(Extracted data entries)
-- BEGIN --

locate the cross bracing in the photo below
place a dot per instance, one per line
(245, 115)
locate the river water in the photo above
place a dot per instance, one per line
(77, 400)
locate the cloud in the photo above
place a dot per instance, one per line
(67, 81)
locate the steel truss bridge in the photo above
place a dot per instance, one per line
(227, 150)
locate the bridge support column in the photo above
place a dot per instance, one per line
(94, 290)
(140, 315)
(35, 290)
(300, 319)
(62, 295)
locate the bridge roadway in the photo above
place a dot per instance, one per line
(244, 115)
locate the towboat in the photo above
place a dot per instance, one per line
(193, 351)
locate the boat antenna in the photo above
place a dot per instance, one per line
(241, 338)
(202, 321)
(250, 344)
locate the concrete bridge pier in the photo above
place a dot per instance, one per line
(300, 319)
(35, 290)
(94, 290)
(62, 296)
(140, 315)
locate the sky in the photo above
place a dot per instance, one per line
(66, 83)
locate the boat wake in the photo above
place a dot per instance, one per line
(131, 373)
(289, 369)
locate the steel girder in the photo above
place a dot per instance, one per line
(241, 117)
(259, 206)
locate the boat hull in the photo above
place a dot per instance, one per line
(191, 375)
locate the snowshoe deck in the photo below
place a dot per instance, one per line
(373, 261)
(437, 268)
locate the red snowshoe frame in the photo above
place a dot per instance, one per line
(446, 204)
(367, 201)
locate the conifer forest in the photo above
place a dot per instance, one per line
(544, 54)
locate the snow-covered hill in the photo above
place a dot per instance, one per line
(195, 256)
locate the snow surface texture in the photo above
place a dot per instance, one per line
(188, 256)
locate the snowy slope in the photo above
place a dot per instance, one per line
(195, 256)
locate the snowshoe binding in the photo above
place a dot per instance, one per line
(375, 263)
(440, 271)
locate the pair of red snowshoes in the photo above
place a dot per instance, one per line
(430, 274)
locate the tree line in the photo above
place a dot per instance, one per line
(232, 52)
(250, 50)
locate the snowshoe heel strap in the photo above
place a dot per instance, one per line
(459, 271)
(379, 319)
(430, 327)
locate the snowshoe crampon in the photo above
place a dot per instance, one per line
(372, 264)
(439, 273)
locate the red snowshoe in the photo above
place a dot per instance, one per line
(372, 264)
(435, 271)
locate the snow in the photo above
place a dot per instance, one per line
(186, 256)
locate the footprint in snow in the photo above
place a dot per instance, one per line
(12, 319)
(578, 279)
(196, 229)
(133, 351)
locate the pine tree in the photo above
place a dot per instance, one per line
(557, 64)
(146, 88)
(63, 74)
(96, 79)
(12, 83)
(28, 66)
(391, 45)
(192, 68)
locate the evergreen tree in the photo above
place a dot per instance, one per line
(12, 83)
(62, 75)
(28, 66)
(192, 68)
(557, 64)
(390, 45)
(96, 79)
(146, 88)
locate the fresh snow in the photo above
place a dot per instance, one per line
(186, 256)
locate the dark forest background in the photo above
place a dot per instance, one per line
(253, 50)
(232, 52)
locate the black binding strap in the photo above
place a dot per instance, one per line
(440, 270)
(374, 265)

-- END --

Reproduce all of the data exactly as given.

locate the cross bracing in the photo below
place a dot per instance, one per line
(245, 115)
locate the river water in the photo above
place a dot per instance, one per line
(77, 400)
locate the cloud in the photo above
place a dot per instance, one per line
(67, 81)
locate the steel truss bridge in the photo above
place a dot per instance, one per line
(227, 150)
locate the bridge support column in the photo above
place a dot per instance, one per line
(94, 290)
(140, 315)
(35, 290)
(300, 319)
(62, 295)
locate the bridge roadway in the photo above
place a dot per instance, one per line
(244, 115)
locate the towboat in the photo above
place a dot per instance, one per line
(193, 351)
locate the boat antenna in the photo above
place a dot per instance, one per line
(241, 338)
(202, 321)
(250, 344)
locate the concrete bridge pier in the photo above
place a dot per instance, one per line
(300, 319)
(35, 290)
(94, 290)
(62, 296)
(140, 315)
locate the sky in the photo above
place a dot per instance, one per line
(66, 83)
locate the boat wake in the photo above
place a dot per instance, one per line
(131, 373)
(289, 369)
locate the steel girder in the photo above
place a dot per instance, one per line
(241, 117)
(259, 206)
locate the boat hull in the photo above
place a dot per instance, one per line
(191, 375)
locate the snowshoe deck in the photo below
place a dot per instance, one per line
(373, 261)
(437, 268)
locate the red snowshoe frame in the photo above
place a dot per instance, one per line
(446, 204)
(367, 201)
locate the conifer forest in the photo above
place a dot per instance, one per line
(544, 54)
locate the snow-covered hill in the photo above
place a dot per instance, one per line
(195, 256)
locate the snow surface texture in the photo above
place a dot per instance, one per line
(188, 256)
locate the snowy slope in the photo above
place a dot per instance, one per line
(195, 256)
locate the snowshoe binding in the photo above
place a dot per instance, one per line
(375, 263)
(440, 271)
locate the pair of red snowshoes in the photo above
place a dot per instance, one per line
(430, 274)
locate the tree line in the photo above
place a dot per instance, one per line
(232, 52)
(250, 50)
locate the snowshoe heel strap in the photo above
place a dot per instance, one per line
(459, 271)
(379, 319)
(430, 327)
locate the snowshoe crampon in the photo above
place a dot per instance, one per line
(372, 264)
(439, 273)
locate the red snowshoe in the photo above
place a dot per instance, one per line
(372, 264)
(435, 271)
locate the snow in the photo above
place a dot per instance, one per line
(186, 256)
locate the footprint in snow in the photo above
place a dot per instance, one per line
(12, 319)
(578, 279)
(196, 229)
(133, 351)
locate the pine tree in the photo above
place a dot per instance, one per line
(557, 64)
(146, 88)
(63, 74)
(96, 79)
(12, 83)
(28, 66)
(391, 45)
(192, 68)
locate the evergreen tree in the photo above
place a dot per instance, one per line
(12, 83)
(62, 75)
(28, 66)
(192, 68)
(557, 64)
(390, 45)
(96, 79)
(146, 88)
locate the fresh snow in the photo above
place a dot per instance, one per line
(186, 256)
locate the dark forest background in the photo above
place a dot per instance, one per line
(253, 50)
(232, 52)
locate the black binding strap in the photo above
place a dot per instance, one per line
(440, 270)
(374, 265)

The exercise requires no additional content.